> **Problem details**
Please pick out every line below that contains the string "stone" and copy each one. Case counts.

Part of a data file
______________________________
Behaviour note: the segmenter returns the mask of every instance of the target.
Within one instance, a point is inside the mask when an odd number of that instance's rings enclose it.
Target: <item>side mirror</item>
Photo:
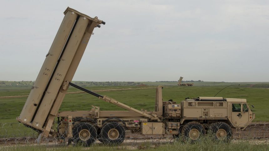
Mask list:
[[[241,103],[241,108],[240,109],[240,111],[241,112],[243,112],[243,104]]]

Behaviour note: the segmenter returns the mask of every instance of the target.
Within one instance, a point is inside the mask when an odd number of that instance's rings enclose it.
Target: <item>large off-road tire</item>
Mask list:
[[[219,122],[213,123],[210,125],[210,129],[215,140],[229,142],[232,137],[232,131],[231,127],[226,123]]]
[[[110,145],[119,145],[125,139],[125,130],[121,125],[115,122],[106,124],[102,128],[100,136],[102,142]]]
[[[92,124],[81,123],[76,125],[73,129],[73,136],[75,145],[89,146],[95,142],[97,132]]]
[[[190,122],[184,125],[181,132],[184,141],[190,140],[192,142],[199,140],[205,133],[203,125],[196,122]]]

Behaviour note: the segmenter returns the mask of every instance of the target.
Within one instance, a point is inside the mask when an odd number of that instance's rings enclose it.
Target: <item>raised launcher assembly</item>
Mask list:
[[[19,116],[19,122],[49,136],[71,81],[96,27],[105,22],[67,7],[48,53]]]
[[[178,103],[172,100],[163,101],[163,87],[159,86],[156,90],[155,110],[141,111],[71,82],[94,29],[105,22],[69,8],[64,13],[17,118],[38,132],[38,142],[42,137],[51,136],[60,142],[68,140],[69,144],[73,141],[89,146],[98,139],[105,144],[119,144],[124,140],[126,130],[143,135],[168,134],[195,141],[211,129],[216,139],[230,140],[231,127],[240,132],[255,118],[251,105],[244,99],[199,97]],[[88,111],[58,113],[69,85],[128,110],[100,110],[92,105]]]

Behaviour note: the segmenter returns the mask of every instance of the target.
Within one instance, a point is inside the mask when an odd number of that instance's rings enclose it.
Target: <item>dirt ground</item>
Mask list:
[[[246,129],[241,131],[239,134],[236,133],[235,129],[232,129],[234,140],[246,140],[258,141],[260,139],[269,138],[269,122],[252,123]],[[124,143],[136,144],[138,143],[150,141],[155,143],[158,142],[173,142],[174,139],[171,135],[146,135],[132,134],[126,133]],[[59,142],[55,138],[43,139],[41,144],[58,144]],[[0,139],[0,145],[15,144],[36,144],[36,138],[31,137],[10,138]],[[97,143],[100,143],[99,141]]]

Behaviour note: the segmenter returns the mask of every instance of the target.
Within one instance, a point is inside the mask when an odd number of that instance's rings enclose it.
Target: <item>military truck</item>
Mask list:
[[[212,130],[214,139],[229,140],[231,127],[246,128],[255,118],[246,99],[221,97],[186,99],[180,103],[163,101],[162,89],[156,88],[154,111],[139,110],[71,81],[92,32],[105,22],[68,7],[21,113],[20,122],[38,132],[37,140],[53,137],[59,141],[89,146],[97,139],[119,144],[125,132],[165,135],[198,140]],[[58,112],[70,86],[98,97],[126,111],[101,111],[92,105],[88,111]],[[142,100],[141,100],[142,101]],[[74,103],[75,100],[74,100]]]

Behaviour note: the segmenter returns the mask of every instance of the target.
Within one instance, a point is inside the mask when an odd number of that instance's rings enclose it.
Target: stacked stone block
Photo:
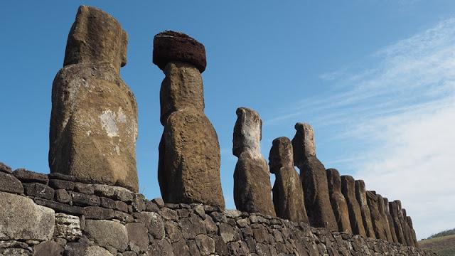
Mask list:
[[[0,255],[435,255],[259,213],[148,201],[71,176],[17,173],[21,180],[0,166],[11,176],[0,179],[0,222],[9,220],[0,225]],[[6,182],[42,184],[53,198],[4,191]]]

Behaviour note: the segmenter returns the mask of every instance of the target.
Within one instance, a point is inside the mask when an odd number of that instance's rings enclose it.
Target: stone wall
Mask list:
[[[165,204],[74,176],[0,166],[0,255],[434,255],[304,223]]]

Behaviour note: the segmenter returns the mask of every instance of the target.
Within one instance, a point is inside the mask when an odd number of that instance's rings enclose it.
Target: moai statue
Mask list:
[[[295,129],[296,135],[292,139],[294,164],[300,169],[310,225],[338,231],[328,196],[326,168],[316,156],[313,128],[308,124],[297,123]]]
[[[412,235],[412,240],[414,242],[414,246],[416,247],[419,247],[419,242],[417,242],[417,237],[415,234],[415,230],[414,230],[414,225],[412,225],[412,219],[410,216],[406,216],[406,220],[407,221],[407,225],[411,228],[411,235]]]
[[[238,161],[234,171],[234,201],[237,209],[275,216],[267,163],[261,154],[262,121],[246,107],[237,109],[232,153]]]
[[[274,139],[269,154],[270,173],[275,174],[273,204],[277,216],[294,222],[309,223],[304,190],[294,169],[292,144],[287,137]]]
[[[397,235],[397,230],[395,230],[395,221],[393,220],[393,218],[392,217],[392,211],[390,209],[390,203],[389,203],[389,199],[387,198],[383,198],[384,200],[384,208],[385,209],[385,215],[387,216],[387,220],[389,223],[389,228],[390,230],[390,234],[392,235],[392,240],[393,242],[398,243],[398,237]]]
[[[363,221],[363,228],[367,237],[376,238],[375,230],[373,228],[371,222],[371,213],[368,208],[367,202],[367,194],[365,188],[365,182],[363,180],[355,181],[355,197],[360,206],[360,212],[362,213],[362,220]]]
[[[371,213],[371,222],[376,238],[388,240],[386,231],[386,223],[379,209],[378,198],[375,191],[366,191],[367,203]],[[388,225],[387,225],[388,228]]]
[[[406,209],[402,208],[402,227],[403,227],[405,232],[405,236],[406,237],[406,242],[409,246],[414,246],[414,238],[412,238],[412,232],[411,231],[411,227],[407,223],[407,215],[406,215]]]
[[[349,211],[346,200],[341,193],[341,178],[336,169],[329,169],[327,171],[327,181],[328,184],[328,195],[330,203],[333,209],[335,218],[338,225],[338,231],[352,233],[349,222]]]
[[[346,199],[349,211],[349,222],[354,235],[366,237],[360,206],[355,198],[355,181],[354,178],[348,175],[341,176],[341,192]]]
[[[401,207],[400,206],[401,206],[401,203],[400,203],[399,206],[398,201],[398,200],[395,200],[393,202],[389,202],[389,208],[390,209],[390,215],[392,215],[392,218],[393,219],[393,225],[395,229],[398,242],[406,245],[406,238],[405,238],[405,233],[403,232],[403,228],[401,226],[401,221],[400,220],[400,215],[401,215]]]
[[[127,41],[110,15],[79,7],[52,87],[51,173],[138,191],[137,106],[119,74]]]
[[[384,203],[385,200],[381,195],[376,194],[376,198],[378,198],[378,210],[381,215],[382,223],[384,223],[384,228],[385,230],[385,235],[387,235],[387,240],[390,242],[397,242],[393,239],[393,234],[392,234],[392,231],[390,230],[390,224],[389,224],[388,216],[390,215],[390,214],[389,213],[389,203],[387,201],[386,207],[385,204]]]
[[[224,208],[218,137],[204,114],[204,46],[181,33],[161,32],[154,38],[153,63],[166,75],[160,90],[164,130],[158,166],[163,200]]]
______________________________
> **Result below**
Target: stacked stone block
Target: stone wall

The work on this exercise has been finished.